Exercise task:
Can you extract every line of the records below that contains the word "above", copying each line in full? Case counts, so match only that exact capitalization.

Data in this exercise:
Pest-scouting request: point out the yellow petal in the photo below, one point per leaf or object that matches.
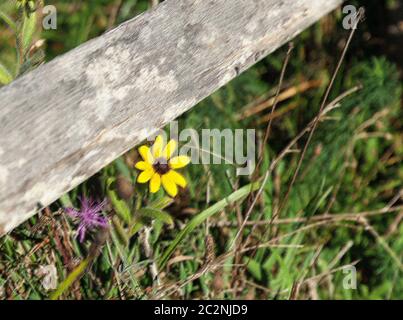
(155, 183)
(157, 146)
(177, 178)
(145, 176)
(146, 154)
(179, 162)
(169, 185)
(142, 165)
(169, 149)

---

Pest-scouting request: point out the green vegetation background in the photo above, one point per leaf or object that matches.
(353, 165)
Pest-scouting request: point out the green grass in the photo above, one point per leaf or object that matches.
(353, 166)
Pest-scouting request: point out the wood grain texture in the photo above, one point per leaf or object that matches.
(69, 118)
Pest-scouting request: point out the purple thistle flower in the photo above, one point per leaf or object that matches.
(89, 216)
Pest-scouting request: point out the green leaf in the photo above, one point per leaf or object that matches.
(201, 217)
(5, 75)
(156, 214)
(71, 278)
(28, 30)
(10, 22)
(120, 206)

Answer to the problem:
Pest-scouting request: point out the green vegetation background in the photo above, one point per leaf or object that matches.
Pest-scouting request: point out the green grass in the photo above, one point per leaf or object that matches.
Pest-scouting request: point out the wood grain texture in the photo above, one point per leaf or object that matches.
Pest-scouting request: point out the purple thistle flower in the photo above, one point per leaf or object that matches.
Pest-scouting request: point out the green leaf in the photo above, one point per leaf or object that matches.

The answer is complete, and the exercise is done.